* Collected data *
--------------------------------

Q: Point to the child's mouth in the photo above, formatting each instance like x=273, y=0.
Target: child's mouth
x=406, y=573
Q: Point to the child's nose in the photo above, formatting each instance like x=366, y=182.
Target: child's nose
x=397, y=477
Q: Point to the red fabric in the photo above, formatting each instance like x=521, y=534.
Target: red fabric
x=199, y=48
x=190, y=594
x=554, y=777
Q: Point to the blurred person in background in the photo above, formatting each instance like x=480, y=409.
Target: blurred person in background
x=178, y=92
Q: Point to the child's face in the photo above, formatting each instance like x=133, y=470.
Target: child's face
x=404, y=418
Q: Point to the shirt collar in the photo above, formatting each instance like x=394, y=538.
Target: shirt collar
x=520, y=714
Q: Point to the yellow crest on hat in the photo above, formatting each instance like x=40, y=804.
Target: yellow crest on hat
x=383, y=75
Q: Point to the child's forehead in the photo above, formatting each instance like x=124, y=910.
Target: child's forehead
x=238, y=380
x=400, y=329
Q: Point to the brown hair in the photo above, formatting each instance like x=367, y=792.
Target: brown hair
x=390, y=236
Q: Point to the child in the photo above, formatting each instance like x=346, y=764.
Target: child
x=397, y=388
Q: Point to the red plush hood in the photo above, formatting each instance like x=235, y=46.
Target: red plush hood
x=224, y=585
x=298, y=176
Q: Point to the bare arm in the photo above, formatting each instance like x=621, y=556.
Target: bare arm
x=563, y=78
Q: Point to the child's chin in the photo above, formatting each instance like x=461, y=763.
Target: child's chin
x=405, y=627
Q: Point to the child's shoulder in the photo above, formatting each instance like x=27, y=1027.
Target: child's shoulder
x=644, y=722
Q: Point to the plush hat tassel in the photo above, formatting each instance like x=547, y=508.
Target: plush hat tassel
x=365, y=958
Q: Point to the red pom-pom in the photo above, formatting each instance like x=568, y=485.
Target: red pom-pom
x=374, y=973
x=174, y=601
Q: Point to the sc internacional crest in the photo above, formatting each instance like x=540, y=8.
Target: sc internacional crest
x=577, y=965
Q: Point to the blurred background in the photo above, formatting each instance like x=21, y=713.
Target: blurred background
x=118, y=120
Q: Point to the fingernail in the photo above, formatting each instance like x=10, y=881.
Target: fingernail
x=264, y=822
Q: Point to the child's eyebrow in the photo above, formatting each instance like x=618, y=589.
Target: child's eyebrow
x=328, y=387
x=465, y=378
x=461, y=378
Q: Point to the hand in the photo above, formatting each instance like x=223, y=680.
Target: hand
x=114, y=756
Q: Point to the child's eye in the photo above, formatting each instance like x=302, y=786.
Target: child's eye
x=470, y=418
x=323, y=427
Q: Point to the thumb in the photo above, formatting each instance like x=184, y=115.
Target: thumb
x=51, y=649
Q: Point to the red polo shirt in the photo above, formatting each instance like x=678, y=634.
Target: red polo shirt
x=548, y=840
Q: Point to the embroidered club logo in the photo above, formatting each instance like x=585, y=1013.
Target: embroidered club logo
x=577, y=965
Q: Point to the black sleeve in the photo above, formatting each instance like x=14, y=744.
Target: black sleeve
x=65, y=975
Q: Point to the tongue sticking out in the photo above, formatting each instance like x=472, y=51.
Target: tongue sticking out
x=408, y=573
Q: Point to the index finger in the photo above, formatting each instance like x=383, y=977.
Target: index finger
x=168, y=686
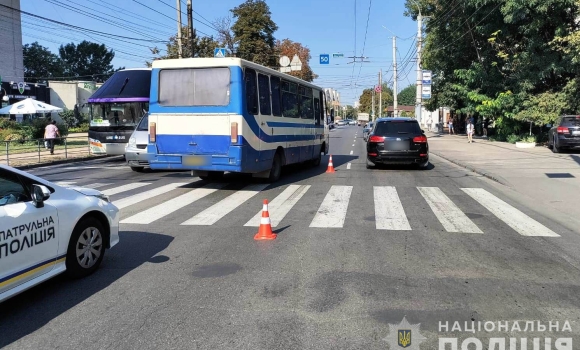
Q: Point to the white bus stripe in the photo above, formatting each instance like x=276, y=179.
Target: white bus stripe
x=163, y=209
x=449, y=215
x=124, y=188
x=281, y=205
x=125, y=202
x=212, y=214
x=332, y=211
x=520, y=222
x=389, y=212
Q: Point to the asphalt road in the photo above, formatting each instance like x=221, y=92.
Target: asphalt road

--------------------------------

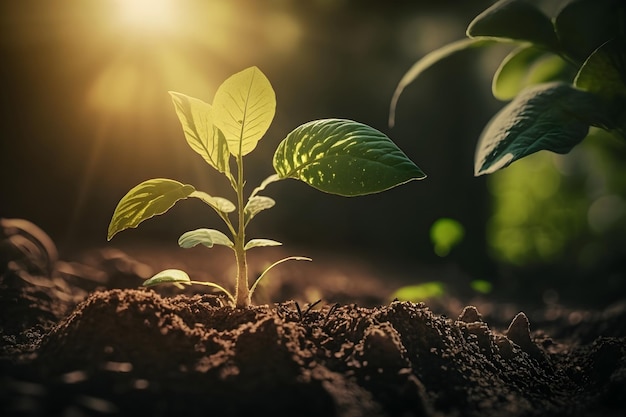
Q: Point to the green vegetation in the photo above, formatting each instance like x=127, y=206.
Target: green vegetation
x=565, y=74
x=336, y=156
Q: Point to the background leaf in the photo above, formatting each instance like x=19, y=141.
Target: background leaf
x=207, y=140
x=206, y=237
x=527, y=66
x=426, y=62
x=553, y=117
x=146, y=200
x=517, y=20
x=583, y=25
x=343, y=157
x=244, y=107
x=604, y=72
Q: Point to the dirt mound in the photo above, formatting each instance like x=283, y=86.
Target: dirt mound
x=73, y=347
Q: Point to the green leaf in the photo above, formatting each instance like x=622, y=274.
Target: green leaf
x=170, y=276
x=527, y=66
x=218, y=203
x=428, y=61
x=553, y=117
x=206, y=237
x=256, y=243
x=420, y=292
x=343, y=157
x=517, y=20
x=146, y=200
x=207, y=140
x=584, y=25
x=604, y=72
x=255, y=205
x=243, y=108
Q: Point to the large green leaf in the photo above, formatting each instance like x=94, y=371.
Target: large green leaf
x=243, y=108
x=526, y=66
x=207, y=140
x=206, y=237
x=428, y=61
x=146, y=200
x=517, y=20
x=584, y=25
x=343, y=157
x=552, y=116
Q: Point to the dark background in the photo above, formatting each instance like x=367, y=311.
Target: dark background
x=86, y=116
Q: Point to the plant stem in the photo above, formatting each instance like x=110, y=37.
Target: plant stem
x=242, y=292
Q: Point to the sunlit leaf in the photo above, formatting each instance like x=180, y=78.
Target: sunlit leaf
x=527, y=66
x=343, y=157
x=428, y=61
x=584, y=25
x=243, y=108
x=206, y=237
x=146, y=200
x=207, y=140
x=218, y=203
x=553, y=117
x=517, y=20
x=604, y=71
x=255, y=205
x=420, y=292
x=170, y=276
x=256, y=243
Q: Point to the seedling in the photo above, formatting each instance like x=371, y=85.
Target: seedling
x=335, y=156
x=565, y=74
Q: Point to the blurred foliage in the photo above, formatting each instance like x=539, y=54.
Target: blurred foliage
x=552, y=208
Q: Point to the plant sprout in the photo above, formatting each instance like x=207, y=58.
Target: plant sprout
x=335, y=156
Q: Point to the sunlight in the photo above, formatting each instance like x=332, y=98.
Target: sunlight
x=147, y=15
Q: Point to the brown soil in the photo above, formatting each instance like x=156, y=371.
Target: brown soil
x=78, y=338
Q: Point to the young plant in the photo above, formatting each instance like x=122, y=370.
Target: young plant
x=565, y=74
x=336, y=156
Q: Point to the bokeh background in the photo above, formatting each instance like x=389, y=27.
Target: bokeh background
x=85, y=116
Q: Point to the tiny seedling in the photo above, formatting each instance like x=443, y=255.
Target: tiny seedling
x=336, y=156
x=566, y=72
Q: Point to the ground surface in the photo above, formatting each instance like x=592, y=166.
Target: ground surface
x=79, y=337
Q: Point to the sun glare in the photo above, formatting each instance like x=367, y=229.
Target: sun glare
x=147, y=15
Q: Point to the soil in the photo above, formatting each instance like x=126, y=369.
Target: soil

--------------------------------

* EXERCISE OBJECTIVE *
Within the data above, the lines from the one with "Q: Point to the asphalt" to the one with "Target: asphalt road" must be repeated exactly; no other line belongs in the answer.

* EXERCISE OUTPUT *
Q: Point to the asphalt road in the photo above, formatting each instance like x=221, y=92.
Target: asphalt road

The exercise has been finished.